------ RECORDED DATA ------
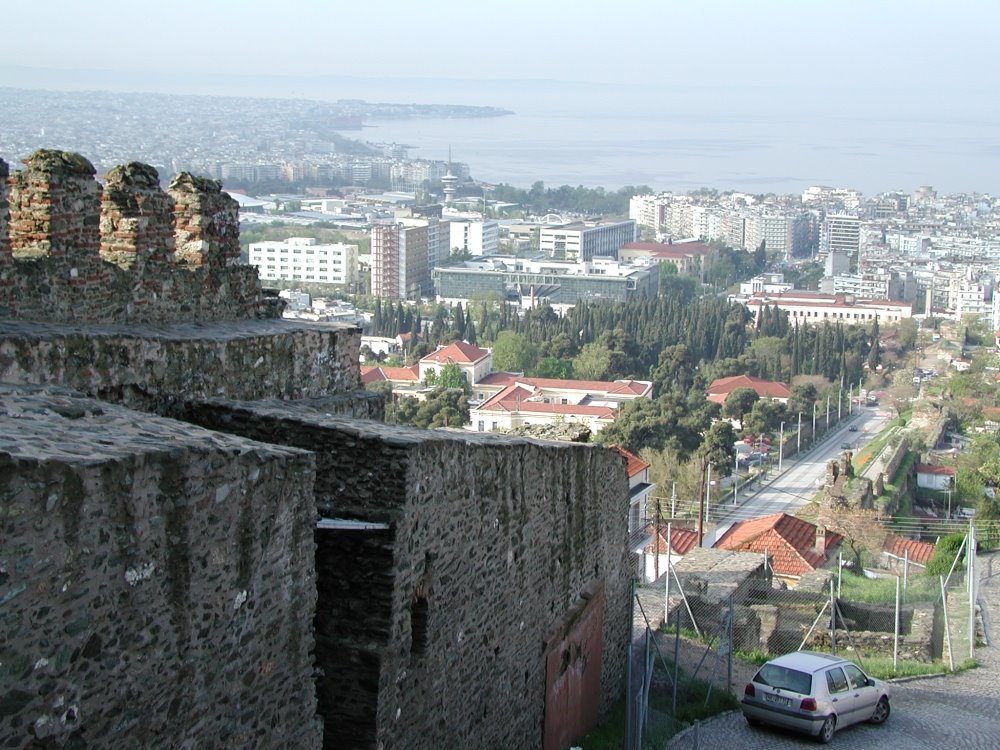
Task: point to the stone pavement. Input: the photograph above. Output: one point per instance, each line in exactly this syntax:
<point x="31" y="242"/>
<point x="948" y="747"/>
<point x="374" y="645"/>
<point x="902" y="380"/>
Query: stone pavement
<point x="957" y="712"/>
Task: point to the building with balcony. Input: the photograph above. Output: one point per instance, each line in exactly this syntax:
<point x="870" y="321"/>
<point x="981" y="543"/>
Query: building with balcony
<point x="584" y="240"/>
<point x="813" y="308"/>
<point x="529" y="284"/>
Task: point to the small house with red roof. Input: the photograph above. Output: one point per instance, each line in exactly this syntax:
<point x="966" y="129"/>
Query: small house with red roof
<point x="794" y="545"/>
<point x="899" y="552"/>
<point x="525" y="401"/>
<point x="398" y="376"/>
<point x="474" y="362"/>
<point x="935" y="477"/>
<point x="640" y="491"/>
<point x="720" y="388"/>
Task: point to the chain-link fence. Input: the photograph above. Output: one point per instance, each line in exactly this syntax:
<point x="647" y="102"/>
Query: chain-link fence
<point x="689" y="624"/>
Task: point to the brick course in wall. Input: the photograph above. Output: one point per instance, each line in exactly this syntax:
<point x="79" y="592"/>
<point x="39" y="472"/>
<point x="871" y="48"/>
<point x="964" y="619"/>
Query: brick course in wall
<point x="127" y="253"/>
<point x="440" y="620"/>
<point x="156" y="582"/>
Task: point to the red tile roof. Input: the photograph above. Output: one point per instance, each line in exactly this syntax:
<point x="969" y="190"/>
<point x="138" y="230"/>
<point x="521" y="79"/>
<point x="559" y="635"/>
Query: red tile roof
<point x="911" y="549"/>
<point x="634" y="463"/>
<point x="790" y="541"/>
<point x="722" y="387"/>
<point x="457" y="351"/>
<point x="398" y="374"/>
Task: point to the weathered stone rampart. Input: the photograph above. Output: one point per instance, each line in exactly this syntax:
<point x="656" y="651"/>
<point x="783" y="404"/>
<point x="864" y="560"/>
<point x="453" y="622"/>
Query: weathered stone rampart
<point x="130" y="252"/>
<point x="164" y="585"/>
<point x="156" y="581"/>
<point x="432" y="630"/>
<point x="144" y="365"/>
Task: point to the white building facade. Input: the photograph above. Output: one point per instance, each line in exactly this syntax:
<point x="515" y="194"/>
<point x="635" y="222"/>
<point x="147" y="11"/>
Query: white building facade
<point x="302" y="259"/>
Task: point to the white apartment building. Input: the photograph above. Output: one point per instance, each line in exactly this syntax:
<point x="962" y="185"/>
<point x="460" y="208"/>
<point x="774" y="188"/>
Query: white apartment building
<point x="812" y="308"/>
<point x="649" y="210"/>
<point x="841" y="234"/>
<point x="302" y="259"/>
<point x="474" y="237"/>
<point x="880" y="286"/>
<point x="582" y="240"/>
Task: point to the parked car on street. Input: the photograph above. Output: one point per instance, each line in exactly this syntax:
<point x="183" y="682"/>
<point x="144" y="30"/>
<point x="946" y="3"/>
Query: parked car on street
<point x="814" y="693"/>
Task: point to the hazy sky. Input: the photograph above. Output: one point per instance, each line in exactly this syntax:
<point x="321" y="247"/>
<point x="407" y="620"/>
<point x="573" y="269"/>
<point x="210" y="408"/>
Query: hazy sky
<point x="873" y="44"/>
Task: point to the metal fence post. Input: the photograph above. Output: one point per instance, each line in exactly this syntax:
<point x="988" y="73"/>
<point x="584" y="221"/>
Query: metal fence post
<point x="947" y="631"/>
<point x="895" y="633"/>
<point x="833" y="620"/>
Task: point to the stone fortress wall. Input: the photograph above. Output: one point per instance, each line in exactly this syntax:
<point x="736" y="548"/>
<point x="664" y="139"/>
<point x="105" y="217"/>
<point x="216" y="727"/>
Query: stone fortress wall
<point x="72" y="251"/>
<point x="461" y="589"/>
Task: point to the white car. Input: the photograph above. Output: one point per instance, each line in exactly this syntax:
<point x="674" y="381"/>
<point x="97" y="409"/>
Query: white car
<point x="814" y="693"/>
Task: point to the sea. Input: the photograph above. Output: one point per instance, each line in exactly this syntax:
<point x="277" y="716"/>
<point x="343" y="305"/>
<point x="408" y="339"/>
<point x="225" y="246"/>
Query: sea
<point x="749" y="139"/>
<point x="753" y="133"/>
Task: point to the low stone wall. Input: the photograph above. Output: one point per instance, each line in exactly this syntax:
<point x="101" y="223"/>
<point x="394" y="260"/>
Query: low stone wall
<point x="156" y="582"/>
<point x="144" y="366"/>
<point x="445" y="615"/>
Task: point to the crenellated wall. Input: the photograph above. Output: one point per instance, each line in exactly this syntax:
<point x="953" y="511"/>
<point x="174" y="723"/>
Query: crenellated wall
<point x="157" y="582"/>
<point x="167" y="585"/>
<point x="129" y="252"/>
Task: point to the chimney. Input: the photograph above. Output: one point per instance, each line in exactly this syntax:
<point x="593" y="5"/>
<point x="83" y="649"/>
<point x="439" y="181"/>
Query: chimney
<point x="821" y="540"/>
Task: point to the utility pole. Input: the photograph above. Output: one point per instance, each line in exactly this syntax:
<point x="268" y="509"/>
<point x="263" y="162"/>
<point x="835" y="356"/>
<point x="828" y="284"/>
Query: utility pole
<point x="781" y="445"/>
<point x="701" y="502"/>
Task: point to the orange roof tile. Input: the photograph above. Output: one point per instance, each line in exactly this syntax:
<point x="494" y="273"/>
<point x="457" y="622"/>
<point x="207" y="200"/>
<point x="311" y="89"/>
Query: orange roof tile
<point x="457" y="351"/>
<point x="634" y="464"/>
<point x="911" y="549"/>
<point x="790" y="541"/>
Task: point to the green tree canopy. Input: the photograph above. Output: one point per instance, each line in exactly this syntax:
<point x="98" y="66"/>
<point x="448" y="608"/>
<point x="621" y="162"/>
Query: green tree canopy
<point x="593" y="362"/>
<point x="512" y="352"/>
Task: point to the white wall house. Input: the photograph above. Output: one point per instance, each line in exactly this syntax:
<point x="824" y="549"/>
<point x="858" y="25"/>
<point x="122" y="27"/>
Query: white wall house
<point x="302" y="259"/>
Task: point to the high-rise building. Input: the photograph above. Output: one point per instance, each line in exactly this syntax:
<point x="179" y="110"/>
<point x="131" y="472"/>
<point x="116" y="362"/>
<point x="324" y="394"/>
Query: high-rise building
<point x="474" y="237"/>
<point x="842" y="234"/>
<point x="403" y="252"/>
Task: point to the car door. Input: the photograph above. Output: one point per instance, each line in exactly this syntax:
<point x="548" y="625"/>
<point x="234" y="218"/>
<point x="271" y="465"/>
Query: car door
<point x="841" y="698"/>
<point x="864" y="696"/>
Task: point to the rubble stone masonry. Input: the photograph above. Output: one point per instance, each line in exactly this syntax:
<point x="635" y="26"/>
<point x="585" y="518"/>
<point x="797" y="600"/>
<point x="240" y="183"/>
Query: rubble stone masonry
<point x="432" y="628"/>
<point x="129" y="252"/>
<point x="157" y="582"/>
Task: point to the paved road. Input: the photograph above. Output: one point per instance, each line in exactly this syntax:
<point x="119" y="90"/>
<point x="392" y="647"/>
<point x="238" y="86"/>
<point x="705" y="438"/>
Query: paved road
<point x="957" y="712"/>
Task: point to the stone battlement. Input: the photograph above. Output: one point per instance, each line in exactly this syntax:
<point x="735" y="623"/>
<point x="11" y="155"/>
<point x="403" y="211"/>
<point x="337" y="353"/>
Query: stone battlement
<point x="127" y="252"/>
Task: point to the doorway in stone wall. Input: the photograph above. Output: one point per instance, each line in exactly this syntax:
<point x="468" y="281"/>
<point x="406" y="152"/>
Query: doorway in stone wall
------
TASK:
Return the listing above unchanged, apart from dropping its pictures.

CORRECT ANSWER:
Task: point to the stone pavement. Input: the photograph above. Output: one point per instance, each line in exactly this syntax:
<point x="31" y="242"/>
<point x="948" y="747"/>
<point x="374" y="645"/>
<point x="902" y="380"/>
Query: stone pavement
<point x="957" y="712"/>
Task: point to the building with balcony. Input: the photograph above. Output: one point per instance, each line in exactly this syntax:
<point x="870" y="321"/>
<point x="981" y="543"/>
Query: building with balcony
<point x="584" y="240"/>
<point x="813" y="308"/>
<point x="529" y="284"/>
Task: point to the small house with red roof. Input: the photograph above. Output: one point per instance, each line in exactly this syntax:
<point x="966" y="129"/>
Query: small house with red roof
<point x="794" y="545"/>
<point x="899" y="552"/>
<point x="525" y="401"/>
<point x="398" y="376"/>
<point x="474" y="362"/>
<point x="935" y="477"/>
<point x="640" y="491"/>
<point x="720" y="388"/>
Task: point to the chain-link fence. Input: the photograph above. Output: one point per instance, each line in exactly this syntax:
<point x="647" y="102"/>
Query: chain-link fence
<point x="689" y="624"/>
Task: point to the brick course in wall. Input: the photograph above. Output: one point per instance, each line in exactly this syntax:
<point x="79" y="592"/>
<point x="39" y="472"/>
<point x="871" y="48"/>
<point x="964" y="619"/>
Query: brick course in wall
<point x="127" y="253"/>
<point x="440" y="620"/>
<point x="156" y="582"/>
Task: point to the red tile roof. Input: the photograph above. Output: one point per instance, each line in exactly this syntax:
<point x="969" y="190"/>
<point x="138" y="230"/>
<point x="521" y="79"/>
<point x="559" y="635"/>
Query: red tile roof
<point x="911" y="549"/>
<point x="634" y="463"/>
<point x="790" y="541"/>
<point x="722" y="387"/>
<point x="457" y="351"/>
<point x="398" y="374"/>
Task: point to the weathered stone rampart. Input: the photograph above. Output: one point per instance, each line in exactly this syntax:
<point x="656" y="651"/>
<point x="783" y="404"/>
<point x="864" y="560"/>
<point x="453" y="622"/>
Query: weathered stone rampart
<point x="130" y="252"/>
<point x="164" y="585"/>
<point x="156" y="581"/>
<point x="432" y="630"/>
<point x="144" y="365"/>
Task: point to the white building facade. Input: the photograph above. Output: one point per instance, each line in exactly this syntax:
<point x="515" y="194"/>
<point x="635" y="222"/>
<point x="147" y="11"/>
Query: white building facade
<point x="302" y="259"/>
Task: point to the white apartment building. Input: the photograph above. Output: one point per instance, each line in exactly this syntax:
<point x="962" y="185"/>
<point x="460" y="208"/>
<point x="774" y="188"/>
Query: white apartment building
<point x="812" y="308"/>
<point x="649" y="210"/>
<point x="841" y="234"/>
<point x="302" y="259"/>
<point x="474" y="237"/>
<point x="880" y="286"/>
<point x="582" y="240"/>
Task: point to the parked car on street. Input: the photograph above. Output: one point per instance, each line in exactly this syntax:
<point x="183" y="682"/>
<point x="144" y="30"/>
<point x="946" y="3"/>
Query: parked car on street
<point x="814" y="693"/>
Task: point to the hazy sky. Input: the photograph above. Output: one point per instance, each line in exactly this syntax:
<point x="321" y="247"/>
<point x="407" y="620"/>
<point x="573" y="269"/>
<point x="210" y="408"/>
Query: hazy sky
<point x="873" y="44"/>
Task: point to the metal fence post. Input: the photograph above. Output: one point per instance, each line in exactly this syntax:
<point x="988" y="73"/>
<point x="584" y="221"/>
Query: metal fence post
<point x="947" y="631"/>
<point x="895" y="633"/>
<point x="833" y="620"/>
Task: point to the stone fortress wall. Input: the photograph above. Output: one point per instance, each line in exactly this syntax:
<point x="736" y="548"/>
<point x="664" y="139"/>
<point x="105" y="217"/>
<point x="216" y="727"/>
Query: stone fortress wall
<point x="72" y="251"/>
<point x="461" y="589"/>
Task: point to the white car. Input: the photograph above. Output: one point per instance, each line in exactly this syntax:
<point x="674" y="381"/>
<point x="97" y="409"/>
Query: white car
<point x="814" y="693"/>
Task: point to the sea. Input: the photograph above. Output: one point per instance, each line in exactly this syntax:
<point x="277" y="716"/>
<point x="343" y="305"/>
<point x="408" y="339"/>
<point x="225" y="246"/>
Query: sea
<point x="749" y="139"/>
<point x="753" y="133"/>
Task: point to the low stone wall. Input: the photograph above. Output: one point per instance, each line in exactly this syntax:
<point x="101" y="223"/>
<point x="394" y="260"/>
Query: low stone wall
<point x="156" y="582"/>
<point x="144" y="366"/>
<point x="445" y="615"/>
Task: point to the crenellated wall. Input: the photograph above. Output: one point per instance, each line in exactly this syntax:
<point x="953" y="511"/>
<point x="174" y="723"/>
Query: crenellated wall
<point x="157" y="582"/>
<point x="167" y="585"/>
<point x="129" y="252"/>
Task: point to the chimney. Input: the photograph above. Output: one point per instance, each line in exactly this syntax:
<point x="593" y="5"/>
<point x="83" y="649"/>
<point x="439" y="181"/>
Query: chimney
<point x="821" y="540"/>
Task: point to the utility pole. Input: the photograph above. Output: one point per instance, each line in exactly this syntax:
<point x="268" y="509"/>
<point x="263" y="162"/>
<point x="835" y="356"/>
<point x="828" y="284"/>
Query: utility pole
<point x="781" y="445"/>
<point x="701" y="502"/>
Task: point to the orange roof tile. Input: the photograph above. Output: one point per instance, each line in exactly this syntax:
<point x="494" y="273"/>
<point x="457" y="622"/>
<point x="207" y="200"/>
<point x="311" y="89"/>
Query: orange roof tile
<point x="457" y="351"/>
<point x="634" y="464"/>
<point x="911" y="549"/>
<point x="790" y="541"/>
Task: point to the green tree canopy. Input: the photograph above. Output: one point per instance, each line in exactly this syntax:
<point x="98" y="66"/>
<point x="448" y="608"/>
<point x="621" y="162"/>
Query: green tree canopy
<point x="593" y="362"/>
<point x="512" y="352"/>
Task: point to the white wall house. Input: the photograph above. Output: one point per instance, each line in exactly this syntax:
<point x="824" y="549"/>
<point x="858" y="25"/>
<point x="122" y="27"/>
Query: white wall house
<point x="302" y="259"/>
Task: point to the high-rise building. Input: the photograph above. Output: one point per instance, each line in exactly this syntax:
<point x="179" y="110"/>
<point x="131" y="472"/>
<point x="116" y="362"/>
<point x="324" y="394"/>
Query: high-rise building
<point x="474" y="237"/>
<point x="842" y="234"/>
<point x="403" y="252"/>
Task: point to the car door. Input: the photograph above. Output: one point per instance, each line in exactly this syntax:
<point x="548" y="625"/>
<point x="234" y="218"/>
<point x="271" y="465"/>
Query: car door
<point x="841" y="698"/>
<point x="864" y="696"/>
Task: point to the rubble stone masonry. Input: the photograph above. Output: one point per instance, each line in exactly this syntax:
<point x="635" y="26"/>
<point x="585" y="518"/>
<point x="797" y="600"/>
<point x="240" y="183"/>
Query: rubble stone masonry
<point x="432" y="628"/>
<point x="129" y="252"/>
<point x="157" y="582"/>
Task: point to the paved road. Input: the photograph above. Output: one point per instance, each line in exactly this syntax:
<point x="119" y="90"/>
<point x="392" y="647"/>
<point x="238" y="86"/>
<point x="705" y="438"/>
Query: paved road
<point x="957" y="712"/>
Task: point to the stone battlement. Input: the photograph above. Output: one point per instance, each line in exactly this syntax:
<point x="735" y="623"/>
<point x="11" y="155"/>
<point x="403" y="211"/>
<point x="337" y="353"/>
Query: stone battlement
<point x="127" y="252"/>
Task: point to the doorway in stone wall. Input: the photograph above. Output: one point per instance, each line in exactly this syntax:
<point x="468" y="281"/>
<point x="406" y="152"/>
Query: doorway in stone wall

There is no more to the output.